■ Request A
Name every building or development project mentioned in the DDRB discussion below.
■ Request B
Condense the paragraph of the DDRB discussion that begins "Maybe I don't understand" into two or three shorter sentences, keeping its main points.
■ Request C
Carry on the DDRB discussion below with a few more sentences, starting right after its final sentence.

You can also see the DDRB plans for the Independent Life Building and Central Fire Station here:
https://dia.coj.net/Meetings/Upcoming-Meetings/DDRB/DDRB-Meeting-December-2020
Maybe I don't understand, but the DDRB packet says it recommends rejection of the hotel project unless they seek a deviation because of their surface lot? I assume this means either the design will be tweaked to conform further to the downtown zoning layout banning visible surface lots or they'll work with them to get them a deviation granted?
Basically, the building frotange doesn't wrap around enough of the surface parking lot.

■ Dataset
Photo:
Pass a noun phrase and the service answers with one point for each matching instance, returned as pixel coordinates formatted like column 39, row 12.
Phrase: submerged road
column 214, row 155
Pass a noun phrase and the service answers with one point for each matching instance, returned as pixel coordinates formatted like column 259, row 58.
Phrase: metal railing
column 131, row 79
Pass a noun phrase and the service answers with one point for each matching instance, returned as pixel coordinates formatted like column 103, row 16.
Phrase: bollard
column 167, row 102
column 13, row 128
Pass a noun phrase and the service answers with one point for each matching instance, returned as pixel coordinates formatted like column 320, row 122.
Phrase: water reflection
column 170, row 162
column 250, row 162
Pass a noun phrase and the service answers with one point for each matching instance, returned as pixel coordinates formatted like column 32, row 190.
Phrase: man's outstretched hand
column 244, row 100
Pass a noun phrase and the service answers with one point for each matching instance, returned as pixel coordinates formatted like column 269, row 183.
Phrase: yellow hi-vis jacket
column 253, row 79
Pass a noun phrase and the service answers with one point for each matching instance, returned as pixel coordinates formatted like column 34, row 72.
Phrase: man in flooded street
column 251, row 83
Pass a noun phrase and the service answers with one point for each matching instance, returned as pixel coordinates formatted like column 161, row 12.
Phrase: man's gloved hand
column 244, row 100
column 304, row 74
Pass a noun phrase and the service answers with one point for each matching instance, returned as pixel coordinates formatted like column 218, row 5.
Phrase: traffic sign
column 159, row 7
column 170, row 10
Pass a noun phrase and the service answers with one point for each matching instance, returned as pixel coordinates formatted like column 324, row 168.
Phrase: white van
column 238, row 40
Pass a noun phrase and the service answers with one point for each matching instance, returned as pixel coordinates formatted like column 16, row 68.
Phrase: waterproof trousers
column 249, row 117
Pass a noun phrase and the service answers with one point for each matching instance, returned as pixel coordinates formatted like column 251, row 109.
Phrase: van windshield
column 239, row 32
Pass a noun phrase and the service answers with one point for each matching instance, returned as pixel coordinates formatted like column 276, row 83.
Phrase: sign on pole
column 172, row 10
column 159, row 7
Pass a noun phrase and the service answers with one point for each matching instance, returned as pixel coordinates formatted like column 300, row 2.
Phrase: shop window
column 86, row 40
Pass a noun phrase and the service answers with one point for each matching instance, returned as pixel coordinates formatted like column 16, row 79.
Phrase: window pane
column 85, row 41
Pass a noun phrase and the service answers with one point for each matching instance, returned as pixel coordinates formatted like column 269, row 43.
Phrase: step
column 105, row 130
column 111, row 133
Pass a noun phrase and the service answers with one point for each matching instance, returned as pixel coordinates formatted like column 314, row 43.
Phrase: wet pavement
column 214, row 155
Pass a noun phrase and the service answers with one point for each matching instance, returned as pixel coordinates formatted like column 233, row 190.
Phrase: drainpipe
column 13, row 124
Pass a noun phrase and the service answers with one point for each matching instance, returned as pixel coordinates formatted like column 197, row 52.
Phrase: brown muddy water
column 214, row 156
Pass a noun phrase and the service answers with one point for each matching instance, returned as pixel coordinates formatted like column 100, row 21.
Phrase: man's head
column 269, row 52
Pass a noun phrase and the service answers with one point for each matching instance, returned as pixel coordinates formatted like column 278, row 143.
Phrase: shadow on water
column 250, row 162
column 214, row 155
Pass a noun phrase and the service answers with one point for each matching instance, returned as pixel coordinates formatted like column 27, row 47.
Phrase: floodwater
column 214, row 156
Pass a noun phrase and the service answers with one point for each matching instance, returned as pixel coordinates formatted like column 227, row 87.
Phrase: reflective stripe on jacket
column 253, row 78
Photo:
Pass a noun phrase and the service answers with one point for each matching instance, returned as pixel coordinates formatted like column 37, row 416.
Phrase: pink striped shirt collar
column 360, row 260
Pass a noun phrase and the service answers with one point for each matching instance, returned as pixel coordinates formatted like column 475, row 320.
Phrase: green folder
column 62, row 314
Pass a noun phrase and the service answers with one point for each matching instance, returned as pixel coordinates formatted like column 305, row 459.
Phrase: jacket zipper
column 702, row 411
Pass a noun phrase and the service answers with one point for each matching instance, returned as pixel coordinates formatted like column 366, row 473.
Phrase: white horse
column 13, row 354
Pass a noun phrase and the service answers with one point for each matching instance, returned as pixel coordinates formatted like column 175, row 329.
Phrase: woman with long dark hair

■ Response A
Independent Life Building
Central Fire Station
hotel project

■ Response B
The DDRB packet appears to recommend rejecting the hotel project unless it seeks a deviation for its surface lot. This probably means either the design will be adjusted to better follow downtown zoning rules that ban visible surface lots, or the board will work with the developers to get a deviation granted.

■ Response C
Frankly, I think the recommendation is absurd. The building fully abuts Park Street.. which is your main artery. There is an outdoor seating amenity proposed along Roselle, to complement the first floor ground retail space along Park Street. Although the Code is insufficient because it doesn't identify what should be pedestrian-oriented/retail arteries and what should be considered service arteries (if it did, Roselle would be a service artery)... Park Street is where you should most care about how the building interacts on a pedestrian scale. Quibble if you want about requiring an overhang/awning at both the Park Street hotel entrance and restaurant entrance.. that's fine, requiring that doesn't even move a decimal point in the project's construction budget. On the proposed site design, a surface parking lot (on what would be considered a service road) is directly across the street from a drive-thru fast food restaurant (the irony is thick in that 'deviation').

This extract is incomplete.